WHAT YOU WILL DO
Return every line in the records below that contains the word "path". Treat uppercase and lowercase letters as different.

/---

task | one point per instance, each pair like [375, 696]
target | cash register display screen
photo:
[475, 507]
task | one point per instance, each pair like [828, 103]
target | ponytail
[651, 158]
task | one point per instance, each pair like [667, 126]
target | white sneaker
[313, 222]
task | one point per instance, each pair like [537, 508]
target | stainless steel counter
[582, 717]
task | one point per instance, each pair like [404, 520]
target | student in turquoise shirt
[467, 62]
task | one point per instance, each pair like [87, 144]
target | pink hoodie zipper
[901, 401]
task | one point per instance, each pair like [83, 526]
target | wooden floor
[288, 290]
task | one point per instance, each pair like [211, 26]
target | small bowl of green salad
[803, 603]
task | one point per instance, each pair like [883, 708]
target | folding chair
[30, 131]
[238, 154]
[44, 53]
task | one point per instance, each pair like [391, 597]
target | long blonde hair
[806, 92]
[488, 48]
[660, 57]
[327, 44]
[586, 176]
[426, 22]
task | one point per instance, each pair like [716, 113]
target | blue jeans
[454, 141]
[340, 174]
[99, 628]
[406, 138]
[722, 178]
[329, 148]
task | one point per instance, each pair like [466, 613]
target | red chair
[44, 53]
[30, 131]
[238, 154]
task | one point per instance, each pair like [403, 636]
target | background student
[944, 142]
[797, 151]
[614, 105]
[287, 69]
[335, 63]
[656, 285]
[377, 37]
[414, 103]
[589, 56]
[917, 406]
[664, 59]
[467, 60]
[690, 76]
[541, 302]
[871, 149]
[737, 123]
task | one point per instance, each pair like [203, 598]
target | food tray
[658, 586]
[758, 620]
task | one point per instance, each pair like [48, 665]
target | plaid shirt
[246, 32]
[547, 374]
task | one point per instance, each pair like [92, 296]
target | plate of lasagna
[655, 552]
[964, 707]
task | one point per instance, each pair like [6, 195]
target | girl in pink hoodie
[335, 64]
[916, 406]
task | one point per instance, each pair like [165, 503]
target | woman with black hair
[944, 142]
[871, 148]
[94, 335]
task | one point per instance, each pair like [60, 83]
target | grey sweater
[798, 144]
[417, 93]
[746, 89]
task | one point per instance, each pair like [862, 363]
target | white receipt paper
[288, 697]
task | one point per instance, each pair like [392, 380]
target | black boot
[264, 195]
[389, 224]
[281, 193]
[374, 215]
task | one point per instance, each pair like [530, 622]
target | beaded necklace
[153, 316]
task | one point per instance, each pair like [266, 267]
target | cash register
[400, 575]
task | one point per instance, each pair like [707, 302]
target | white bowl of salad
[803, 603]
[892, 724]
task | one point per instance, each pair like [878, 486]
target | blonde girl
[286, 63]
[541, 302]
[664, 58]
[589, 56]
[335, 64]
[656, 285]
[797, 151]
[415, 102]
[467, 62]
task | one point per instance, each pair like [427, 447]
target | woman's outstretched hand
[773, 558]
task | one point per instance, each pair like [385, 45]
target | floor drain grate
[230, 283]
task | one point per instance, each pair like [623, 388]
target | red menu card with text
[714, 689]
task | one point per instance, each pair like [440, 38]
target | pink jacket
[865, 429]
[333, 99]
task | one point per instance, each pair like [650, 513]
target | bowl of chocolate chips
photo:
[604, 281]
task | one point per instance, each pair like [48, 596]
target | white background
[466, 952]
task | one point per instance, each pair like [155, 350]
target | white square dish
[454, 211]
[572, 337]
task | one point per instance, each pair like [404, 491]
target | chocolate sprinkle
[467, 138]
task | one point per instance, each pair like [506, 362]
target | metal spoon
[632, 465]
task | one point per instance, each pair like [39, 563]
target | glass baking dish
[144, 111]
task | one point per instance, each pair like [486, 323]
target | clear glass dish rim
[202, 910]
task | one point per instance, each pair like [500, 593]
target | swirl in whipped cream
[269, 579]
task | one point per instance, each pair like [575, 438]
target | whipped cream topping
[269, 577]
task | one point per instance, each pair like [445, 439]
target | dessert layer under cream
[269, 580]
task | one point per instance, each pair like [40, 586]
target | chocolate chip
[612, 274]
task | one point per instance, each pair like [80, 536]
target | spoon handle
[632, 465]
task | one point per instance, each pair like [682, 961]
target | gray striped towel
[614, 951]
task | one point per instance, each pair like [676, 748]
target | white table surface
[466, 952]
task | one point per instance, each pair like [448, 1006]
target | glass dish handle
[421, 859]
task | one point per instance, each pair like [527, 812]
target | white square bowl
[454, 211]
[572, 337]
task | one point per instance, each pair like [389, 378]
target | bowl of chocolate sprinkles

\---
/---

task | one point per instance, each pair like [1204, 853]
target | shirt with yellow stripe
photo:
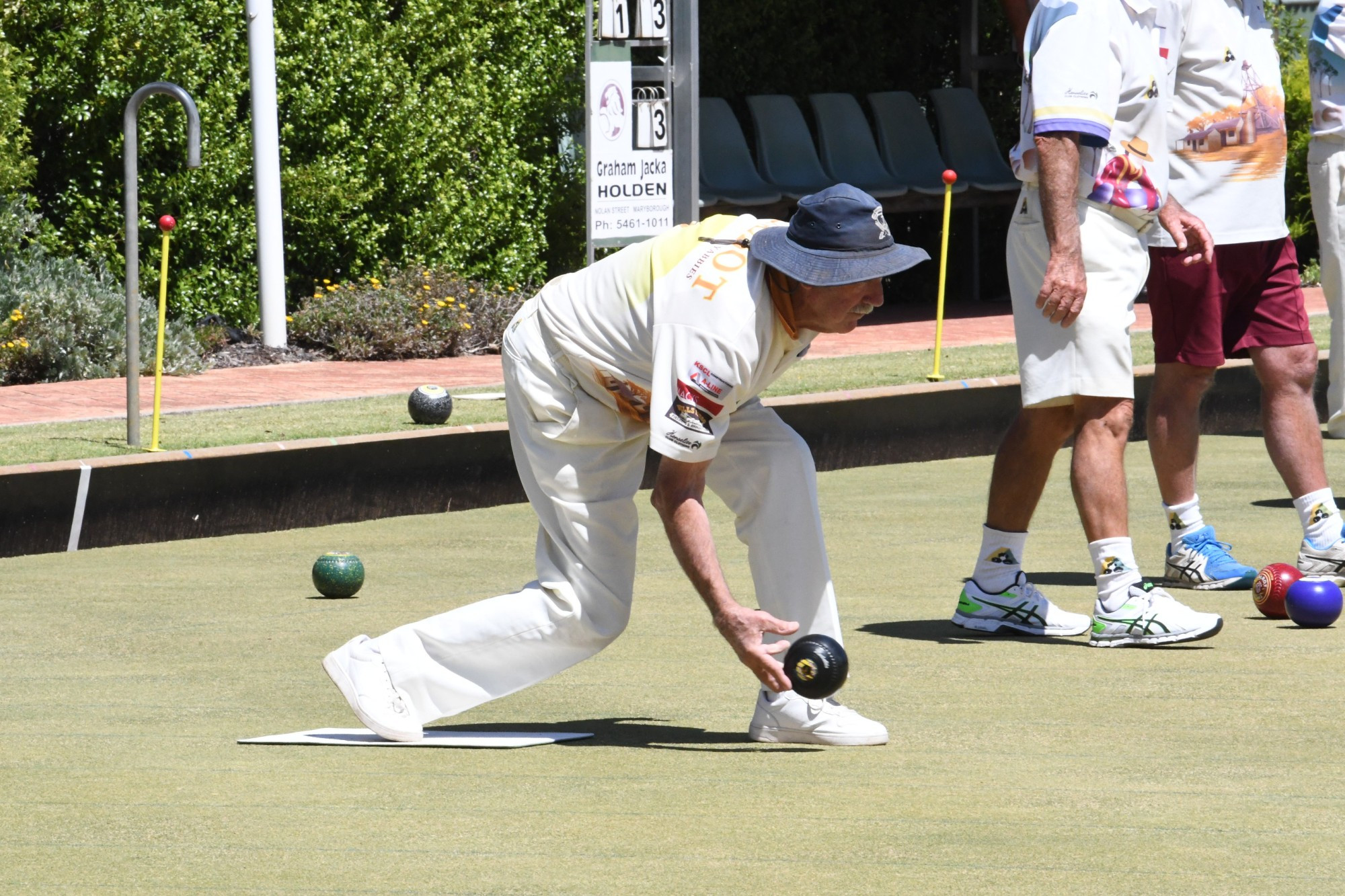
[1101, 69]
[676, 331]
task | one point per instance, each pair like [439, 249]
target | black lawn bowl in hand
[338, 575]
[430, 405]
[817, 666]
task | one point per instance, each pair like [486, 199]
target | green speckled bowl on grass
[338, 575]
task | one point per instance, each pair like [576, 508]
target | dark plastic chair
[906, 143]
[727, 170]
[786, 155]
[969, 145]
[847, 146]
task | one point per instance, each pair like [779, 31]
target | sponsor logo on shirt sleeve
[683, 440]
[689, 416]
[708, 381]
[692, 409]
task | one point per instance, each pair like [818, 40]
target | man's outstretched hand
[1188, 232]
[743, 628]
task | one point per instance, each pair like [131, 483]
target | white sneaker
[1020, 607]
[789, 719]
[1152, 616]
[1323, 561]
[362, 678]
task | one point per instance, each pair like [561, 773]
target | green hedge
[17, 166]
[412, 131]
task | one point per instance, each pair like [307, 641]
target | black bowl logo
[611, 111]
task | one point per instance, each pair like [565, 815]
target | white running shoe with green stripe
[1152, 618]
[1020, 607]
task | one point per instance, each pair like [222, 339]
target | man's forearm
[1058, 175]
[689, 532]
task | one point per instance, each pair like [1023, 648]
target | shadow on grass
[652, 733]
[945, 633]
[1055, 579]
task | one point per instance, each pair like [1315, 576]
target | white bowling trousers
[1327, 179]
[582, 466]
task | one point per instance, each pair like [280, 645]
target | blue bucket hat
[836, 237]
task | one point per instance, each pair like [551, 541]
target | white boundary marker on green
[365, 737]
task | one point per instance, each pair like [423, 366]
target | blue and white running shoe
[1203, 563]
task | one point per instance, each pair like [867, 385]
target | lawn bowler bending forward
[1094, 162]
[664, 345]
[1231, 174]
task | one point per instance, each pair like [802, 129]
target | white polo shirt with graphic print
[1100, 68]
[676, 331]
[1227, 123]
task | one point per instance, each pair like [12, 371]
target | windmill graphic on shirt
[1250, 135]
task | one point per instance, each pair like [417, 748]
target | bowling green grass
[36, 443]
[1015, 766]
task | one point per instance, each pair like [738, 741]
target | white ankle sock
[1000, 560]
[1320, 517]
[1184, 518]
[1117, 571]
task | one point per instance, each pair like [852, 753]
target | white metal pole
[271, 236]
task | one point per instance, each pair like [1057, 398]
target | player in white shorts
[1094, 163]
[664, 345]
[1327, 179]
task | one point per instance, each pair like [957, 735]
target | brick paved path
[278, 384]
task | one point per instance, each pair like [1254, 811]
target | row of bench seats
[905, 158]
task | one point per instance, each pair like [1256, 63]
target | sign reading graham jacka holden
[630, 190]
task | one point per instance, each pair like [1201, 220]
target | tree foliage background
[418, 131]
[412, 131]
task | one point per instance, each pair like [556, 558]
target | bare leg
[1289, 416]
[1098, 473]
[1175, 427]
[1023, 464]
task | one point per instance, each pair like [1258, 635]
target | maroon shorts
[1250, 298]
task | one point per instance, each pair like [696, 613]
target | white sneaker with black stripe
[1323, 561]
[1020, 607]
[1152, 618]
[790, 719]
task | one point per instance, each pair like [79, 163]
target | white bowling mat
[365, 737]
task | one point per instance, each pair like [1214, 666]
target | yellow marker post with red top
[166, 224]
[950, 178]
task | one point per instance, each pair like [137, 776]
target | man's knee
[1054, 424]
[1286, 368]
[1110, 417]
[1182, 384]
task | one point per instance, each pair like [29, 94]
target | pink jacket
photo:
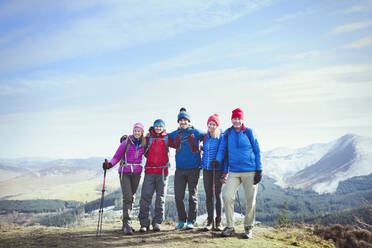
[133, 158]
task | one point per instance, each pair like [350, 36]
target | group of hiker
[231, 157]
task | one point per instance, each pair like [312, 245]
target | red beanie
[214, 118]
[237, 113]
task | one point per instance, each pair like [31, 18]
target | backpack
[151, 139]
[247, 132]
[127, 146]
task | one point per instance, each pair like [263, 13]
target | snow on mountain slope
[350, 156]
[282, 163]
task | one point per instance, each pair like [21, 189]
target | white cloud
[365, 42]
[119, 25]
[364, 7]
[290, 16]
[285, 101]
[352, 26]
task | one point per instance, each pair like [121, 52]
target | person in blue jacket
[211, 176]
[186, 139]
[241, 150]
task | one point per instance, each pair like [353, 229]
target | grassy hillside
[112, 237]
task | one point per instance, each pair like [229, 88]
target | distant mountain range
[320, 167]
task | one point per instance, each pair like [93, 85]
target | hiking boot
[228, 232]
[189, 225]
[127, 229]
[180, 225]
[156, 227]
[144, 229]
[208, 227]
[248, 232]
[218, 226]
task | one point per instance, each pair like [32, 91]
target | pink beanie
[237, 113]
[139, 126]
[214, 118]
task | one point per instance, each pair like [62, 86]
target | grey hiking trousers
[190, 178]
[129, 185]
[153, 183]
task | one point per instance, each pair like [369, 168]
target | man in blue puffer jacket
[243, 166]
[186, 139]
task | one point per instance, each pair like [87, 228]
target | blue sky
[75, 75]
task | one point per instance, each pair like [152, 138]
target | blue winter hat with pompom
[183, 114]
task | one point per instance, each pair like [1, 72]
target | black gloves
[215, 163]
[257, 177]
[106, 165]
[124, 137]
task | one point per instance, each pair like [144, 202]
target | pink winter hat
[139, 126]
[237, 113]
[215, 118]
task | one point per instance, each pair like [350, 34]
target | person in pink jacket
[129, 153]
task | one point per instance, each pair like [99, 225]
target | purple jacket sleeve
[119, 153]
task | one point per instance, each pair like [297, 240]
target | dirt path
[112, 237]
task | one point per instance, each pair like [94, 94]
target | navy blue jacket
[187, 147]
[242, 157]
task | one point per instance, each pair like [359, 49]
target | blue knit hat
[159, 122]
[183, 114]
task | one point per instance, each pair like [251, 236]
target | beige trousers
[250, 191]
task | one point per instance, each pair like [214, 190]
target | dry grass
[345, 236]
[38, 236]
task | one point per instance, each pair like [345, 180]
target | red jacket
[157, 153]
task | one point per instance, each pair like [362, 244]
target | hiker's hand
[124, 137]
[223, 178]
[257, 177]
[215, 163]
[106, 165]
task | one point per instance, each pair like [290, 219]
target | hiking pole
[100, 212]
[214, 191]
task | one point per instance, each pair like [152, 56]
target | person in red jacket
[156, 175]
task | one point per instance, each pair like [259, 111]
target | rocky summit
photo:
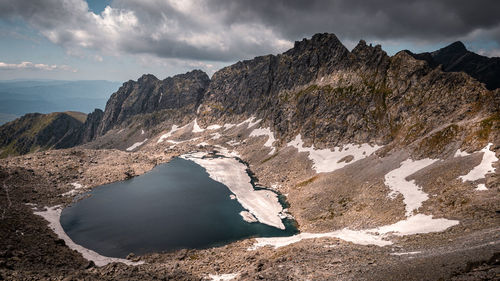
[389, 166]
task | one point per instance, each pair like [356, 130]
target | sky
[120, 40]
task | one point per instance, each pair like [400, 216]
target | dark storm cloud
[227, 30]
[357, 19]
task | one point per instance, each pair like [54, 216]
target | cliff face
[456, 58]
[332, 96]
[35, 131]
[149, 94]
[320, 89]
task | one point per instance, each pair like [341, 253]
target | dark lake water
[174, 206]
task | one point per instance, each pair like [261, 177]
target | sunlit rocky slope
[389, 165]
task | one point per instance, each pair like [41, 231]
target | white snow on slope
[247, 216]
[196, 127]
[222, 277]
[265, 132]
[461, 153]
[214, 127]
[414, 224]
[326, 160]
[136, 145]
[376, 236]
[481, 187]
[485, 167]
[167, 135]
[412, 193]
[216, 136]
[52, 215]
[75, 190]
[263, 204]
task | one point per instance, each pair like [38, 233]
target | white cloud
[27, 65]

\---
/---

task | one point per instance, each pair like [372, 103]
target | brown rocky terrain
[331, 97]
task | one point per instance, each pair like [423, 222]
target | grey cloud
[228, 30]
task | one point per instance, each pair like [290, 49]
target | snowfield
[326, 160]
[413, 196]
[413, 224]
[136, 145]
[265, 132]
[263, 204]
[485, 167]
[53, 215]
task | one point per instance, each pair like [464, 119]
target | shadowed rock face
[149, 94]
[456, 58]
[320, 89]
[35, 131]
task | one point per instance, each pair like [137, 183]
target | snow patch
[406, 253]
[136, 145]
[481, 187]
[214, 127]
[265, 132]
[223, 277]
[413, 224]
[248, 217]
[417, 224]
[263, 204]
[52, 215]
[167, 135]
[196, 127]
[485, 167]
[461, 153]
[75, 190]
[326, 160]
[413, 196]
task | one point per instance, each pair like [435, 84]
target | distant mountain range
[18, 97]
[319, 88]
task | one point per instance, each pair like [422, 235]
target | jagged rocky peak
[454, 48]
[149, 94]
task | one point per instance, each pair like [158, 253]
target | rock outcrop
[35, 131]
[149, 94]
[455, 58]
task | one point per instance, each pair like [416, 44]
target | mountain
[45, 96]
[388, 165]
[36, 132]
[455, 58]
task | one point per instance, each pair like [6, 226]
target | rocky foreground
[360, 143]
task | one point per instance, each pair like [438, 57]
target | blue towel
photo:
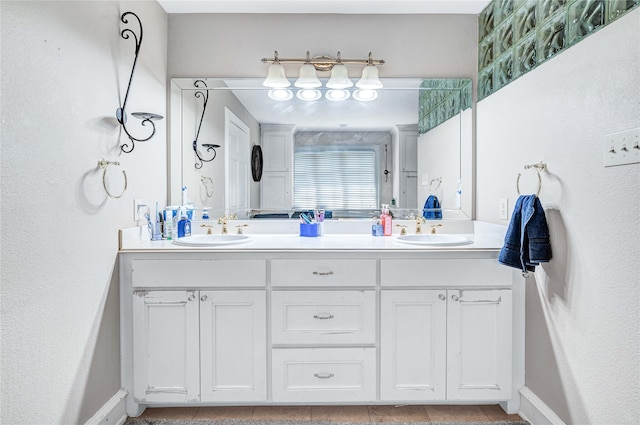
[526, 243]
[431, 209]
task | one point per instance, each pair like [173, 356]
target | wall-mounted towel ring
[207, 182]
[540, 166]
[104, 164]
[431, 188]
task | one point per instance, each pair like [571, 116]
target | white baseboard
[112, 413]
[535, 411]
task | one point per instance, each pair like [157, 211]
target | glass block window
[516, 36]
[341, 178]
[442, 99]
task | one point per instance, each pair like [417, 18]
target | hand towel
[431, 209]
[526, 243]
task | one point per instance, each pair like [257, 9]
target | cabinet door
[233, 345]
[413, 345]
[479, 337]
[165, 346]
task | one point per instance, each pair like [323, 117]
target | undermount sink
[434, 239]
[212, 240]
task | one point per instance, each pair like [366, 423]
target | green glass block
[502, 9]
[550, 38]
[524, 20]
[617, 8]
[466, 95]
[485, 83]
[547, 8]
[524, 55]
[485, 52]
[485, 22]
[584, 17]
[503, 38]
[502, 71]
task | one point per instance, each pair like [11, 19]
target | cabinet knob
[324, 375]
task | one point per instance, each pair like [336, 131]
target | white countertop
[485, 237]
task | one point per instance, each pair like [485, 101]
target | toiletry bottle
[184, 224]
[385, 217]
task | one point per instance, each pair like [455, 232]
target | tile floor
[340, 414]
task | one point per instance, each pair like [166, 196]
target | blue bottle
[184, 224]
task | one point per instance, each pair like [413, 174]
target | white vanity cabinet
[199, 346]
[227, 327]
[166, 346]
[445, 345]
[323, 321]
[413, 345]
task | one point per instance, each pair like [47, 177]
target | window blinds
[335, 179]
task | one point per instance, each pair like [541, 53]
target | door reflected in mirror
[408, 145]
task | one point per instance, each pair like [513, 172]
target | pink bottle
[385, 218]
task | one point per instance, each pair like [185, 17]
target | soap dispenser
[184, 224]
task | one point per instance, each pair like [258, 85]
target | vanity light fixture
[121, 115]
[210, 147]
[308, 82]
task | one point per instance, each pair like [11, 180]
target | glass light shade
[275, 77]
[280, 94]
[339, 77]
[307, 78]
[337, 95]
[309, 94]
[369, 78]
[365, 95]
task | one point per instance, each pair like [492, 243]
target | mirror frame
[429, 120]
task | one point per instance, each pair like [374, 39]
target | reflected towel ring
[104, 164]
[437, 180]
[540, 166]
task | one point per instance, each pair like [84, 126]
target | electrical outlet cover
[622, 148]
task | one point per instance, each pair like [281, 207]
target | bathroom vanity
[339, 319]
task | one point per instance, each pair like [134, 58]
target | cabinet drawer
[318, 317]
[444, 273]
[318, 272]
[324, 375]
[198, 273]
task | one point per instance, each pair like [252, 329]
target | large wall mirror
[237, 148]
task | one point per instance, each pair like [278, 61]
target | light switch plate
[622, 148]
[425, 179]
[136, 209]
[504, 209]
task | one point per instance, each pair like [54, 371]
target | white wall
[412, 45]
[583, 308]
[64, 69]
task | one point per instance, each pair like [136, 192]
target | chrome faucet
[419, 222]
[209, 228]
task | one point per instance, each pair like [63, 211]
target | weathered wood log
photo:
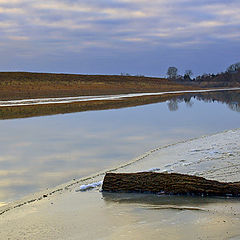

\---

THE SOLUTION
target | brick paved path
target | dirt path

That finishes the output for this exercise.